▶ [The task]:
Your response should give back each record exactly, word for word.

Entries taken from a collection
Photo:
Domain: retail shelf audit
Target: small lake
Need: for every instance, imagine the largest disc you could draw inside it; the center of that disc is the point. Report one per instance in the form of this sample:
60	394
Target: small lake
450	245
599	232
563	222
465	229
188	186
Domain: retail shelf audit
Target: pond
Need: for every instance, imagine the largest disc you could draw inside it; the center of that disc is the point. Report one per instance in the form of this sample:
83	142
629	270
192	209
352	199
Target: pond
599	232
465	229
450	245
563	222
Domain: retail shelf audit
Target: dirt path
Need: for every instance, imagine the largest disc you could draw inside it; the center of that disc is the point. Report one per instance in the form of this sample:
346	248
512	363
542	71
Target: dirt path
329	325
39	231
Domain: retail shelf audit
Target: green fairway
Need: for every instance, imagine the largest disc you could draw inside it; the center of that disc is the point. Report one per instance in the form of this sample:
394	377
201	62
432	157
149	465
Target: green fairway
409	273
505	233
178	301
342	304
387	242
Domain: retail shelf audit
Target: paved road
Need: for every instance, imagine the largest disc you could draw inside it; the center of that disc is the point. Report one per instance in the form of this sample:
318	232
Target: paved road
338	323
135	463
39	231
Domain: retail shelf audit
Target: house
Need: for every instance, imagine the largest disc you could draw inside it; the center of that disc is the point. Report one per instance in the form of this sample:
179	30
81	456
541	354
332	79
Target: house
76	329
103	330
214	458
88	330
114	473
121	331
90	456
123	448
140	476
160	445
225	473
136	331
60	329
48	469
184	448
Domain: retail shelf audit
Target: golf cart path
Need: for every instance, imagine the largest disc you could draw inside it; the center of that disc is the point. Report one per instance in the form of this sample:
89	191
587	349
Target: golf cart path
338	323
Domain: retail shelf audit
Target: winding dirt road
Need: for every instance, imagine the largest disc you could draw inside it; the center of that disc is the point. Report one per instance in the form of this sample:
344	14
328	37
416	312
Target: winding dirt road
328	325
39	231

▶ [Completed exercise]:
Photo:
Domain: retail shelf audit
Target: small lake
Need: for every instance, imagine the largest disc you could draw inside it; the center of that disc is the point. Report one per instance in the form of this sample:
60	394
Target: small lake
450	245
599	232
563	222
465	229
188	186
Domain: retail shelf audit
Target: pond
Need: for every instance, imagine the largest disc you could draw inside it; the center of that disc is the point. Report one per instance in the form of this sample:
83	142
629	270
192	209
352	199
Target: pond
599	232
465	229
450	245
563	222
Domain: retail shelf audit
Target: dirt path
Need: for every instance, imagine the largest disc you could draw inside it; the center of that disc is the point. Report one per instance in the form of this sample:
346	248
512	363
542	71
Target: dirt path
329	325
39	231
Domain: retail shelf audit
Target: green fairway
Need: for every instance, imagine the largest disc you could draw inside it; the center of that disc is the point. Report one per instance in the form of this sample:
394	377
201	62
432	157
149	465
Target: green fairway
409	273
505	233
178	301
342	304
387	242
Domain: retail shelf audit
Target: paved road
Need: for every instance, imagine the largest disc you could draw inside it; the center of that disc is the point. Report one per instance in the form of this sample:
318	232
Target: paved road
338	323
135	463
39	231
Domain: retail shelf audit
Target: house
Need: for every instance, imagine the largest disc you could draw inside it; the center of that disc is the point. Report one per instance in the form of this sample:
179	30
81	456
541	354
332	79
Target: house
76	329
103	330
214	458
88	330
114	473
121	331
90	456
123	448
140	476
160	445
225	473
136	331
60	329
48	469
184	448
Domain: retail shelf audit
Target: golf cart path
Need: for every instance, imagine the largest disc you could draw inside it; the center of that disc is the point. Report one per instance in the form of this sample:
89	191
587	349
Target: golf cart path
338	323
Domain: retail shelf audit
Target: winding dirt road
Need: for every instance, imagine the largest disc you could draw inside it; the center of that disc is the point. Report one per instance in the form of this sample:
344	14
328	37
416	312
Target: winding dirt road
328	325
39	231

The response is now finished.